A Reference Architecture for Siemens and Microsoft Customers in the Industrial AI Space.

This article presents a reference architecture to enhance the compatibility of Siemens Industrial Artificial Intelligence (Industrial AI) products with Azure.

The reference architecture ensures that data from Siemens edge devices smoothly flows into Azure, making it easy to monitor Industrial AI edge applications and machine learning models from one central location. This architecture is designed to simplify the integration process and improve the overall user experience for Siemens and Microsoft customers.

Context

AI-driven shop floor applications must adhere to rigorous industrial operational requirements to prevent unnoticed failures that could disrupt production lines.

The provided reference architecture solves these operational aspects of running machine learning (ML) models in shop floor environments. Observability data, such as machine learning inference logs and metrics, can be securely uploaded to the Azure Monitor platform, enabling the creation of operational dashboards and trigger notifications for threshold breaches.

Customers who use the Azure cloud for developing, training, evaluating, registering, and packaging machine learning models can now securely and automatically deploy these models from the cloud to their factory sites, integrating them with the Siemens Industrial Edge ecosystem. This allows them to take advantage of automated pipelines for training machine learning models within Azure and deploying them to Siemens Industrial Edge, along with Industrial AI applications.

Architecture

 Workflow

Upon execution Data Pipeline:
- Loads raw training data from a dedicated Data Landing Zone Storage Account.
- Processes raw training data to shapes it to the format acceptable for model training.
- Saves the processed data into the Tidy Data Set Storage Account.
After processing raw data Model Development Pipeline is executed.
Upon execution Model Development Pipeline:
- Loads processed training data from Tidy Data Set Storage Account.
- Performs model training.
- Saves the resulting model into the Model Catalogue.
After training the model Validate & Packaging Pipeline is executed.
Upon execution Validate & Packaging Pipeline:
- Loads the model from Model Catalogue.
- Performs model validation.
- If model has passed validation, the pipeline packages it into a special format that is used by Siemens AI Model Manager (AIMM) and saves into the Packaged Models Storage Account.
After packaged model is saved Tagging & Delivery Pipeline is executed.
Tagging & Delivery Pipeline loads the trained model from the Model Catalogue, tags it and saves back.
The delivery process is initiated by starting the communication loop within IoT Hub. Azure Machine Learning Pipeline and Siemens AI Model Manager exchange a set of messages via Event Hub to control the state of the delivery:
- Delivery pipeline informs Siemens AIMM that a new model is ready for deployment.
- Siemens AIMM analyses the state of the edge and when ready replies to IoT Hub with a request for model.
- Delivery pipeline reaches out to the Packaged Models Storage Account, generates a SAS link for the package and sends a message back to Siemens AIMM.
Upon receiving SAS link from the Delivery Pipeline, Siemens AIMM reaches out to Packaged Models Storage Account and downloads the latest packaged model.
Siemens AIMM runs internal process to deploy the latest packaged model to the Siemens AI Inference Server (AIIS).
Telemetry information from Siemens AIIS is sent to the special monitoring service – Siemens AI Model Monitor.

——————

Things to do ->
1: Answer from the reference architecture article:
(a) To which Azure platform can observability data such as ML inference logs and metrics be securely uploaded?
(b) Which pipeline is executed after the packaged model is saved?
(c) To what does Siemens AIMM deploy the latest packaged model?
2: Please return the part of the reference architecture article that begins at the words "- If model has"; stop after "Delivery Pipeline is executed.".

Information provided ->
——————

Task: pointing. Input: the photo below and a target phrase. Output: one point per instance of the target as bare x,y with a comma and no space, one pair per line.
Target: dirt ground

——————

Results of the tasks ->
1:
(a) The Azure Monitor platform.
(b) The Tagging & Delivery Pipeline.
(c) The Siemens AI Inference Server (AIIS).

2:
- If model has passed validation, the pipeline packages it into a special format that is used by Siemens AI Model Manager (AIMM) and saves into the Packaged Models Storage Account.
After packaged model is saved Tagging & Delivery Pipeline is executed.